§ **SHORT PROBLEM**:
Copy the knife review from "So a quick review" to "a good picture.", renaming "cloudiness" as "haziness".

§ **TEXT TO READ**:

◆ ◆ ◆

# Takada 210 Suiboku Ginsan Gyuto (quick review)



## esoo (Apr 18, 2022)

So a quick review of knife after having it for nearly a month.

My initial beauty shot:






Sakai laser - ~198mm, ~44mm, ~125g

It's a beautiful knife. While the suikboku doesn't show up as much as on carbon steel, it gives a hard to describe cloudiness on the cladding. It is also fairly resistant to scratches which is something I've found to be an issue with stainless cladding. The rest of the knife tends to come like a cloudy mirror making it hard to get a good picture.

Profile is excellent - same as my Kono MM which is along exactly what I like. Just enough flat for good push cutting and enough curve if you want rock with it. For the lasers I've had (Kono FM W#2 and Kono HD), it has a great grind. Takada has managed to get some great convex into a knife as thin as this. This knife has handled cutting duties with aplomb. Only thing I might ask for is a bit thinner tip, but that is splitting hairs as they might say.

This is my first ginsan knife and the steel seems to be delivering so far. The edge was sharp (as expected) and has not required a touch up so far. I do have to say it is "stain-less" as opposed to "stainless" as I've managed to patina it (by leaving it with a tomato sauce on it for a few hours as I forgot to wash it)





Nit pick is that the handle is a bit poor quality for a knife of this price. I find it a perfect size and the ho wood balances the blade perfectly. The problem is that the top and bottom of the octagon are not parallel. I'd originally thought the handle wasn't installed properly but it turns out it's a bad shape of the handle. In this pic you can see the bottom (at the top in the pic), is not parallel to the top.

◆ ◆ ◆

A series of records:

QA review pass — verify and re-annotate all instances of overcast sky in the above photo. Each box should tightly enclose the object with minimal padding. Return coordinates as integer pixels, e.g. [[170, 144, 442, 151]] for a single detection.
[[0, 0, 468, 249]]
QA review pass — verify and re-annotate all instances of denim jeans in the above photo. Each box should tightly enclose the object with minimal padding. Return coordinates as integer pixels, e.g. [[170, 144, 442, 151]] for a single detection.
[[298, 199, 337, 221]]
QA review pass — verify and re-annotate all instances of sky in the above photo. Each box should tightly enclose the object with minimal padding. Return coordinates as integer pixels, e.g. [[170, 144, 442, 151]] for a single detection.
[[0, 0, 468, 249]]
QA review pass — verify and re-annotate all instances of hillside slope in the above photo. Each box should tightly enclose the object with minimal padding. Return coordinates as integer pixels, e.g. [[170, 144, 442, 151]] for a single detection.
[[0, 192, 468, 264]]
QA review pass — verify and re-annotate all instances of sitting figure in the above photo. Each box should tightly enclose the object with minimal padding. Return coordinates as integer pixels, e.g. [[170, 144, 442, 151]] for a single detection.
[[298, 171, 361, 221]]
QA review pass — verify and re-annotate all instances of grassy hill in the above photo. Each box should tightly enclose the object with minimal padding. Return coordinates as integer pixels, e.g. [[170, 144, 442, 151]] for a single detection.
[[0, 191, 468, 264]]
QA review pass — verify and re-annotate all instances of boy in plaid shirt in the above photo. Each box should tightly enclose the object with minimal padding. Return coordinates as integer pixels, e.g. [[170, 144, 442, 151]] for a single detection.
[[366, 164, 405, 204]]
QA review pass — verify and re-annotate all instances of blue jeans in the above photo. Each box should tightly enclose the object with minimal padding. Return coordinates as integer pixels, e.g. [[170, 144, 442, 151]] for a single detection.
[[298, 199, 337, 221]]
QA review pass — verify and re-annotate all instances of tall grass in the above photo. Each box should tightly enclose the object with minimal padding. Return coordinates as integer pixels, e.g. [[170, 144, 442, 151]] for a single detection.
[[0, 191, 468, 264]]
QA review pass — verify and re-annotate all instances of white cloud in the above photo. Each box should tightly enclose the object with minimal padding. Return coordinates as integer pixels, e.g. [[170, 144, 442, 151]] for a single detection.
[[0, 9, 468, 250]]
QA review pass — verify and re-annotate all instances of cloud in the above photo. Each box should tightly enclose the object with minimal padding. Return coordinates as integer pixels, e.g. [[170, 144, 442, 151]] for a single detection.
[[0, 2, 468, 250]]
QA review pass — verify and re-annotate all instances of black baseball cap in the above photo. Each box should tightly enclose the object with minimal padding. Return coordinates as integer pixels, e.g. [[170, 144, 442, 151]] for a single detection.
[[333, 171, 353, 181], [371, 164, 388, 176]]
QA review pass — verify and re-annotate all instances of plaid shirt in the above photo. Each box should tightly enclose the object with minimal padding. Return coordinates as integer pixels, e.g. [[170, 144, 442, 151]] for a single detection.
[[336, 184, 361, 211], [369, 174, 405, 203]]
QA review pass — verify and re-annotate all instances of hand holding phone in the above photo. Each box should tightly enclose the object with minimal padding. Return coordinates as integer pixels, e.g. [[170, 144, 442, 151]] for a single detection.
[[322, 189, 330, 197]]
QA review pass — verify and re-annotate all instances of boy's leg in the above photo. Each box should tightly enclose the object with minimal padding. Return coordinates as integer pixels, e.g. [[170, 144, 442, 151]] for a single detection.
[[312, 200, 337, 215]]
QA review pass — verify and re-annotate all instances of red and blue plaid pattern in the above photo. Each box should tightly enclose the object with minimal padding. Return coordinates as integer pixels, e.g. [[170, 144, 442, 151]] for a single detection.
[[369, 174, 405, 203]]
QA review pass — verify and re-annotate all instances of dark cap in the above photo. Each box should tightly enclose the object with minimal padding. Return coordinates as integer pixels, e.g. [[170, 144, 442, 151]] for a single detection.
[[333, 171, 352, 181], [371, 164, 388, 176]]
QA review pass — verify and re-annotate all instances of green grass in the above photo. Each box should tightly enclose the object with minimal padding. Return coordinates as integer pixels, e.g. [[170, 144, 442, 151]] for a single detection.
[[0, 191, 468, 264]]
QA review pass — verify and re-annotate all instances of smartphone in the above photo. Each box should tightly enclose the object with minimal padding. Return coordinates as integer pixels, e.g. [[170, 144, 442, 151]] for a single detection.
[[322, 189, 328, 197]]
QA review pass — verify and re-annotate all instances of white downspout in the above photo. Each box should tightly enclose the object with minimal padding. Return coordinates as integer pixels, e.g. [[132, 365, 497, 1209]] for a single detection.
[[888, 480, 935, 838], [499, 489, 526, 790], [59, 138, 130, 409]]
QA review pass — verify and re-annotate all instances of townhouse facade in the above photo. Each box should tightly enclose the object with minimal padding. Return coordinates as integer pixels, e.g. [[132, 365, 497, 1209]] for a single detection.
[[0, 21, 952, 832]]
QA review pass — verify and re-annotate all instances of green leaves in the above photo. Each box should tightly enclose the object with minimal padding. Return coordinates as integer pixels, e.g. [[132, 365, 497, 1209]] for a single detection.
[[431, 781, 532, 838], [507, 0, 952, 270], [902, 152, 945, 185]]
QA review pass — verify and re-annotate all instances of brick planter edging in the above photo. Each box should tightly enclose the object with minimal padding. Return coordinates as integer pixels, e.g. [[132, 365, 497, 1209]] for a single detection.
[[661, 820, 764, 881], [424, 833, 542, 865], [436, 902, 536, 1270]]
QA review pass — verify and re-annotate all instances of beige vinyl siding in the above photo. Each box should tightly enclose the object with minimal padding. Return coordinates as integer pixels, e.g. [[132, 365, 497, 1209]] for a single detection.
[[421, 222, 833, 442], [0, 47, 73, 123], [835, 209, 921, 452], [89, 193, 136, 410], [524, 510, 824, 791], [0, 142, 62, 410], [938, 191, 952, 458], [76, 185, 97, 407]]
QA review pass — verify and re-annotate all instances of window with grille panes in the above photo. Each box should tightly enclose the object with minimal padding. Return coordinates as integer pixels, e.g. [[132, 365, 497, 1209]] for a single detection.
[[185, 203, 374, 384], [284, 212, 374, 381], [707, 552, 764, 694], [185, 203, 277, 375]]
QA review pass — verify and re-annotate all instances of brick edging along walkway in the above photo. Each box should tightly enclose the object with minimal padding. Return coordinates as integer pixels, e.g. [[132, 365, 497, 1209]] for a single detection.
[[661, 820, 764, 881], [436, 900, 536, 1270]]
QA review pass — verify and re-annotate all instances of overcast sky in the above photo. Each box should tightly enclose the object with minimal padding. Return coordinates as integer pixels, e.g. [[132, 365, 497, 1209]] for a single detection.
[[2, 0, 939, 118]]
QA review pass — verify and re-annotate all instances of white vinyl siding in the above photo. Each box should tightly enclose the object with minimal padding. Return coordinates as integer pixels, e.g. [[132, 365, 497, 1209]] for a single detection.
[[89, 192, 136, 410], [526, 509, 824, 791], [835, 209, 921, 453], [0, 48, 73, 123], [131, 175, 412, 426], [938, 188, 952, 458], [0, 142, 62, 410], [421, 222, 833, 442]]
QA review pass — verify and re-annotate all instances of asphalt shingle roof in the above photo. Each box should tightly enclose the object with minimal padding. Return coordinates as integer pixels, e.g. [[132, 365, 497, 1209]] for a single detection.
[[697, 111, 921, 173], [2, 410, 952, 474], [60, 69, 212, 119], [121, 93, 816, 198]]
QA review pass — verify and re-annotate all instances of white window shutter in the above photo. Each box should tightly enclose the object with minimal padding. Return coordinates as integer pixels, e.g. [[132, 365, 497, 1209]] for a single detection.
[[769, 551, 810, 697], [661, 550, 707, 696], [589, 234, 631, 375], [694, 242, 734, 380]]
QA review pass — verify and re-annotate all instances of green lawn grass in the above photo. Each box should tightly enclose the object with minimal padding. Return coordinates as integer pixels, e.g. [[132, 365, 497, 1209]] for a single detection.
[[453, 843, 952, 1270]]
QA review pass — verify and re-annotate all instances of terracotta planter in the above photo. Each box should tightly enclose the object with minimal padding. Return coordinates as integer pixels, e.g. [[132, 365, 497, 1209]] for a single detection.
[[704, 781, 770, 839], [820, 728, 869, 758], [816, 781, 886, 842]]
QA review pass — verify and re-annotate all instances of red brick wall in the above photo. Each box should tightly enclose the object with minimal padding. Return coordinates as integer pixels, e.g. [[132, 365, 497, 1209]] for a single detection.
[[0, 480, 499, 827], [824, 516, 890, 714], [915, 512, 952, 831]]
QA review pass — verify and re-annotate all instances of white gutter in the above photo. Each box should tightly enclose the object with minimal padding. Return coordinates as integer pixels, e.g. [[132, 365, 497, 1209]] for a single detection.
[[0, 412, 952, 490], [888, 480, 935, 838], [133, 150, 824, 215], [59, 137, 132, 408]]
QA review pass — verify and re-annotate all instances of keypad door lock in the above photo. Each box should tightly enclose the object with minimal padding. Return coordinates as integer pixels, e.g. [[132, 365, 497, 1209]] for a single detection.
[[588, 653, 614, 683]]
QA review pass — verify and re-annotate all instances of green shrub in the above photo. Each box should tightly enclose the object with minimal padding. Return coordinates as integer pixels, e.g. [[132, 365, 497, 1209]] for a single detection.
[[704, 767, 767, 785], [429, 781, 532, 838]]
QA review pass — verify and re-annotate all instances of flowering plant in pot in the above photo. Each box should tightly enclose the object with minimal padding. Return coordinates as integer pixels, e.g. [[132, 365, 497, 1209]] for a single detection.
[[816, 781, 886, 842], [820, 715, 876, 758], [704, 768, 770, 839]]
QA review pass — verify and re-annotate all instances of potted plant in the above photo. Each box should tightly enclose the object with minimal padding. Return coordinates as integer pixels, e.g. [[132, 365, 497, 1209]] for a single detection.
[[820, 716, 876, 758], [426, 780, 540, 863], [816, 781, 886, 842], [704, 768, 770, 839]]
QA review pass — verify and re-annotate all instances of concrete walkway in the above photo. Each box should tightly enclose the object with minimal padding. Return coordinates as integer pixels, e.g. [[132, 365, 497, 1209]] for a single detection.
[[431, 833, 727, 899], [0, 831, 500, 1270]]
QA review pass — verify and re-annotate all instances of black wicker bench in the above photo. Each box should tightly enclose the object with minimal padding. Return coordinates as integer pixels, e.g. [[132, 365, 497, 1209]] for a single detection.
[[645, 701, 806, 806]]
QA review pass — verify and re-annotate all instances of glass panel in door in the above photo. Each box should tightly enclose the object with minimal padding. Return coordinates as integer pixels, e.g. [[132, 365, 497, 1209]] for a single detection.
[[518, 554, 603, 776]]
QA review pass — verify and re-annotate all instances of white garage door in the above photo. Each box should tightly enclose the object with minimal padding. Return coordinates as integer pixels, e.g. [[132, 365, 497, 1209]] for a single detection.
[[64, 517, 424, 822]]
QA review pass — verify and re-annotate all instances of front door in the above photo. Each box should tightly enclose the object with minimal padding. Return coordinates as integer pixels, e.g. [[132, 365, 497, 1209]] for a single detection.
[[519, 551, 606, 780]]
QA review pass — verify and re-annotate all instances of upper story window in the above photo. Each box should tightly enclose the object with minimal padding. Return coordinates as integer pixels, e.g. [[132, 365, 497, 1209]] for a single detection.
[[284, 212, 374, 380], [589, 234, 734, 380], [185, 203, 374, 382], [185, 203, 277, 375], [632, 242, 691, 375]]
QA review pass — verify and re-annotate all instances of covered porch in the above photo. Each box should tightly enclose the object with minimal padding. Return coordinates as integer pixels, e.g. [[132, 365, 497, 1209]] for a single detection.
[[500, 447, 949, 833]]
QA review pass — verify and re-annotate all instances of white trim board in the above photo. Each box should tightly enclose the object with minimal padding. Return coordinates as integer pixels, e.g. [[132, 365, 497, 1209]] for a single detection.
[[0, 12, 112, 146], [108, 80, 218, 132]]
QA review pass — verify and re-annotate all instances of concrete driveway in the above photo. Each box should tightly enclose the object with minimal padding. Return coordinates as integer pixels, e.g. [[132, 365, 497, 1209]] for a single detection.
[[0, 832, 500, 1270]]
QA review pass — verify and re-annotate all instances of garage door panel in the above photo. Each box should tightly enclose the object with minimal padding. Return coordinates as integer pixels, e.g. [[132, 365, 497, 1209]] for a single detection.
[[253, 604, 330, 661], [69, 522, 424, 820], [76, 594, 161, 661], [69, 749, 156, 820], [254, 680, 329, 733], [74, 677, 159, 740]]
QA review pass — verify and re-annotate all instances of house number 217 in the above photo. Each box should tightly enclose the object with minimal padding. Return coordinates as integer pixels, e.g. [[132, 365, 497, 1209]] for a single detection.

◆ ◆ ◆

§ **WRITTEN RESPONSE**:
So a quick review of knife after having it for nearly a month.

My initial beauty shot:






Sakai laser - ~198mm, ~44mm, ~125g

It's a beautiful knife. While the suikboku doesn't show up as much as on carbon steel, it gives a hard to describe haziness on the cladding. It is also fairly resistant to scratches which is something I've found to be an issue with stainless cladding. The rest of the knife tends to come like a cloudy mirror making it hard to get a good picture.